PROBLEM — Copy exactly the lines of the data below that run from the line holding "point: whitecap ->" through the line holding "point: navy blue", both ends included.

(Natural language region descriptions)

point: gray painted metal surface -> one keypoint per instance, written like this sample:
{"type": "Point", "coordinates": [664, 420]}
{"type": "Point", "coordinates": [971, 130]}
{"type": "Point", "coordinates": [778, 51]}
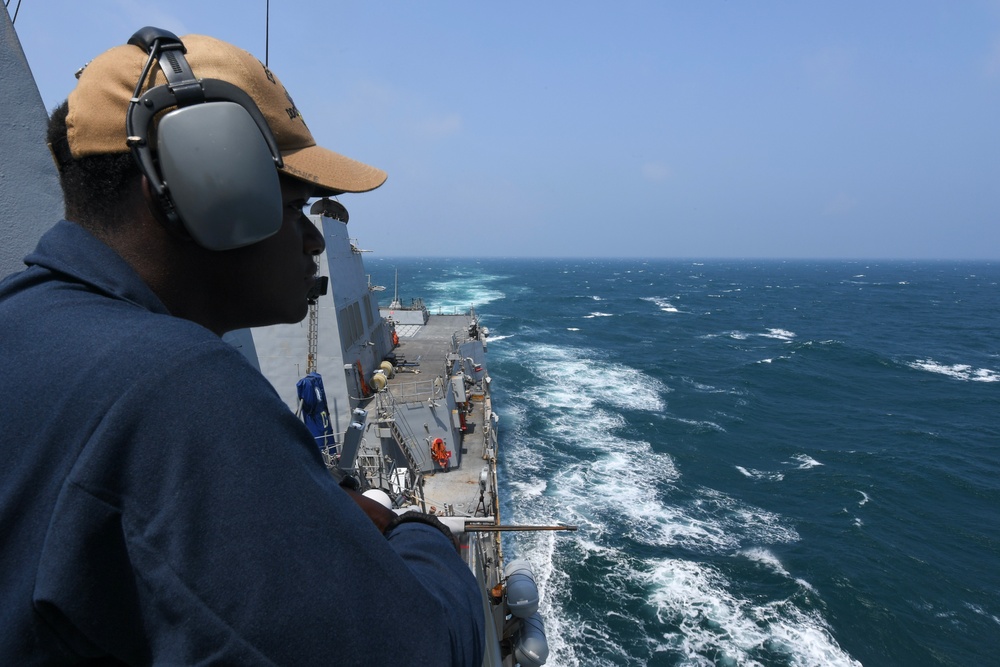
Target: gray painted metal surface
{"type": "Point", "coordinates": [30, 198]}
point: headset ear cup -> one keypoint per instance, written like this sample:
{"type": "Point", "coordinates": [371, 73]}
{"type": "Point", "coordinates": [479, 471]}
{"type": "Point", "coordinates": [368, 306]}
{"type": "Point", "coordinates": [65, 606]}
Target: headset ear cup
{"type": "Point", "coordinates": [220, 174]}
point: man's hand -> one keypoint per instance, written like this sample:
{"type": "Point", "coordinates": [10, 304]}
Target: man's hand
{"type": "Point", "coordinates": [379, 515]}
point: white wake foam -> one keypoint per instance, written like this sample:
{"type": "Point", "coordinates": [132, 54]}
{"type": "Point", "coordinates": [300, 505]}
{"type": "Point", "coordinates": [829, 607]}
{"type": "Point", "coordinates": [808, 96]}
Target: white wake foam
{"type": "Point", "coordinates": [962, 372]}
{"type": "Point", "coordinates": [662, 304]}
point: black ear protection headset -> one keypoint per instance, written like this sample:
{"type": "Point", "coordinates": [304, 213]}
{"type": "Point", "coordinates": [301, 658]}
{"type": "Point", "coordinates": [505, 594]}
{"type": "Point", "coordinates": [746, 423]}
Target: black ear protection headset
{"type": "Point", "coordinates": [213, 160]}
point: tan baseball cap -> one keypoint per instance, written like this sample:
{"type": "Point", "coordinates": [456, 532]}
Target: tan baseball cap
{"type": "Point", "coordinates": [98, 105]}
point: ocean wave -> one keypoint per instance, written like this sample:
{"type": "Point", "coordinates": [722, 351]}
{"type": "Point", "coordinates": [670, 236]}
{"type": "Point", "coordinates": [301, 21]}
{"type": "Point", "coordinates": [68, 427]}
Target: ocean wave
{"type": "Point", "coordinates": [725, 629]}
{"type": "Point", "coordinates": [779, 334]}
{"type": "Point", "coordinates": [761, 474]}
{"type": "Point", "coordinates": [767, 558]}
{"type": "Point", "coordinates": [805, 461]}
{"type": "Point", "coordinates": [962, 372]}
{"type": "Point", "coordinates": [662, 304]}
{"type": "Point", "coordinates": [576, 379]}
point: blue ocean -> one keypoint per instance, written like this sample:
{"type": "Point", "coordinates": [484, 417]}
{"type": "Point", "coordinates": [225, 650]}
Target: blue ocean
{"type": "Point", "coordinates": [770, 462]}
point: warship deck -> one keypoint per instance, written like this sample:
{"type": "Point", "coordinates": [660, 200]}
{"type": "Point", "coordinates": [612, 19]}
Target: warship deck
{"type": "Point", "coordinates": [422, 357]}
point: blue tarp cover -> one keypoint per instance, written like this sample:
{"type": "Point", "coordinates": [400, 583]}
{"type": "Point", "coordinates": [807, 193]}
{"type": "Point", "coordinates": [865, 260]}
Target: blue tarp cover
{"type": "Point", "coordinates": [315, 413]}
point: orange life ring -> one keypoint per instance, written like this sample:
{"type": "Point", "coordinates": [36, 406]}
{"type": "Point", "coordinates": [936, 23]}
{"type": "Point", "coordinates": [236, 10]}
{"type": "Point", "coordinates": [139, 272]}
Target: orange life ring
{"type": "Point", "coordinates": [440, 455]}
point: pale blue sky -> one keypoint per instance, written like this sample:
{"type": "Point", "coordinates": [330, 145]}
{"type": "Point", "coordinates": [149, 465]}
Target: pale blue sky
{"type": "Point", "coordinates": [841, 129]}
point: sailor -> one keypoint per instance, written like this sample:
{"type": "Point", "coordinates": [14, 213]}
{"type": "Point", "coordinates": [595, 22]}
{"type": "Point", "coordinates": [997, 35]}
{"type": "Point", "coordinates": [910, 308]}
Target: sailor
{"type": "Point", "coordinates": [159, 504]}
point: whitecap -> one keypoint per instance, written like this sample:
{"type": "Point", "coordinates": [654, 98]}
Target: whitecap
{"type": "Point", "coordinates": [779, 334]}
{"type": "Point", "coordinates": [725, 629]}
{"type": "Point", "coordinates": [962, 372]}
{"type": "Point", "coordinates": [805, 461]}
{"type": "Point", "coordinates": [662, 304]}
{"type": "Point", "coordinates": [761, 474]}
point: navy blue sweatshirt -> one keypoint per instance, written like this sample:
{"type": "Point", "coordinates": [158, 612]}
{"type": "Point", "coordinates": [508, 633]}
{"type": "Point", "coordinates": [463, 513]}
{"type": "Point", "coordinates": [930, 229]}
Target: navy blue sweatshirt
{"type": "Point", "coordinates": [160, 505]}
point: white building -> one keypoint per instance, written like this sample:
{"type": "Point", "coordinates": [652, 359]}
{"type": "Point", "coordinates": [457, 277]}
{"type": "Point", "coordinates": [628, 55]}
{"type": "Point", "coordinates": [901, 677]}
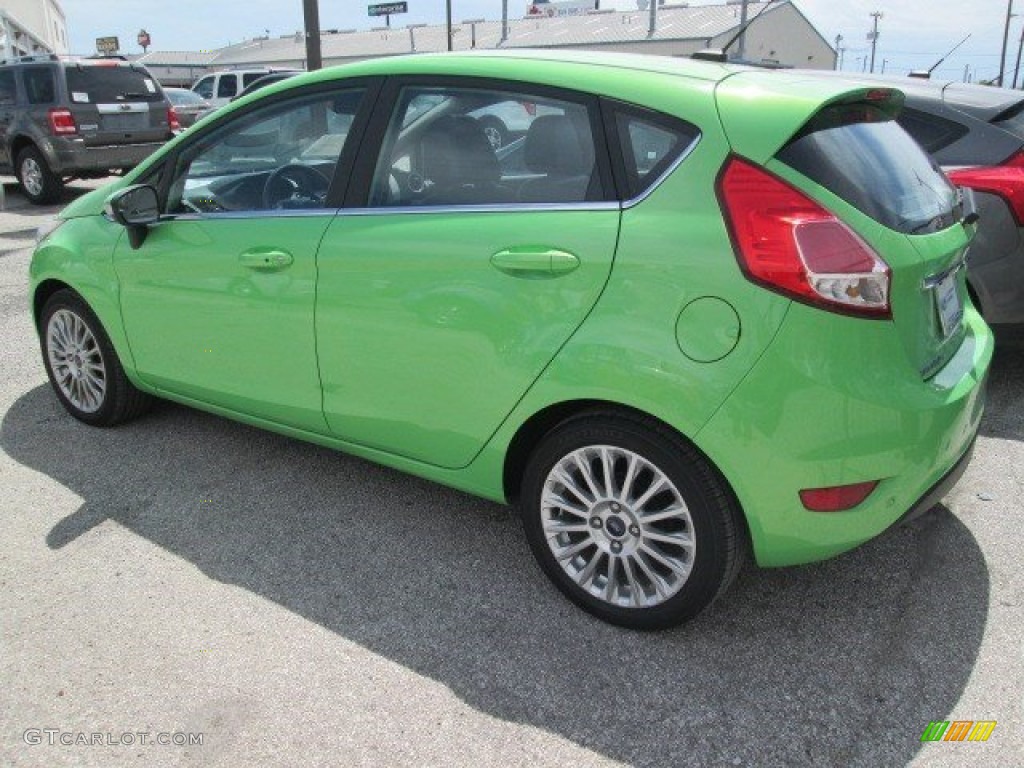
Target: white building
{"type": "Point", "coordinates": [29, 27]}
{"type": "Point", "coordinates": [782, 37]}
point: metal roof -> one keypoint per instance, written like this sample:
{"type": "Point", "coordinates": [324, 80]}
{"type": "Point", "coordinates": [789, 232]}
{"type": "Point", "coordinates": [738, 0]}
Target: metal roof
{"type": "Point", "coordinates": [599, 28]}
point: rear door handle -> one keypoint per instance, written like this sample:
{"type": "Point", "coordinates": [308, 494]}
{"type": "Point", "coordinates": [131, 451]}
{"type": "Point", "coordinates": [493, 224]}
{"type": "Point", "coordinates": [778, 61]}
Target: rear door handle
{"type": "Point", "coordinates": [265, 260]}
{"type": "Point", "coordinates": [535, 262]}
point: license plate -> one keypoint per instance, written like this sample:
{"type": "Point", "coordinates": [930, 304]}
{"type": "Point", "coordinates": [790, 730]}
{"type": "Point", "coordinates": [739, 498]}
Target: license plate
{"type": "Point", "coordinates": [948, 304]}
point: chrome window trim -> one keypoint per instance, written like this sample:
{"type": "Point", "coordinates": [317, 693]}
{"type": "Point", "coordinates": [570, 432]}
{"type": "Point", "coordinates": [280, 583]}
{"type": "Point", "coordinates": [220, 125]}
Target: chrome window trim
{"type": "Point", "coordinates": [664, 175]}
{"type": "Point", "coordinates": [266, 213]}
{"type": "Point", "coordinates": [482, 208]}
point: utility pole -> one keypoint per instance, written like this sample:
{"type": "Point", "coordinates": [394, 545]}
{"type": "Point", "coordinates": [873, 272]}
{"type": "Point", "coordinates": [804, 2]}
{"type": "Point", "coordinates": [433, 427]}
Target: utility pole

ANSWER TO THIS PROBLEM —
point: whitecap -> one keypoint per instance, written like this sample:
{"type": "Point", "coordinates": [654, 98]}
Target: whitecap
{"type": "Point", "coordinates": [779, 334]}
{"type": "Point", "coordinates": [725, 629]}
{"type": "Point", "coordinates": [962, 372]}
{"type": "Point", "coordinates": [805, 461]}
{"type": "Point", "coordinates": [662, 304]}
{"type": "Point", "coordinates": [761, 474]}
point: navy blue sweatshirt -> one keypoint per instance, written like this sample:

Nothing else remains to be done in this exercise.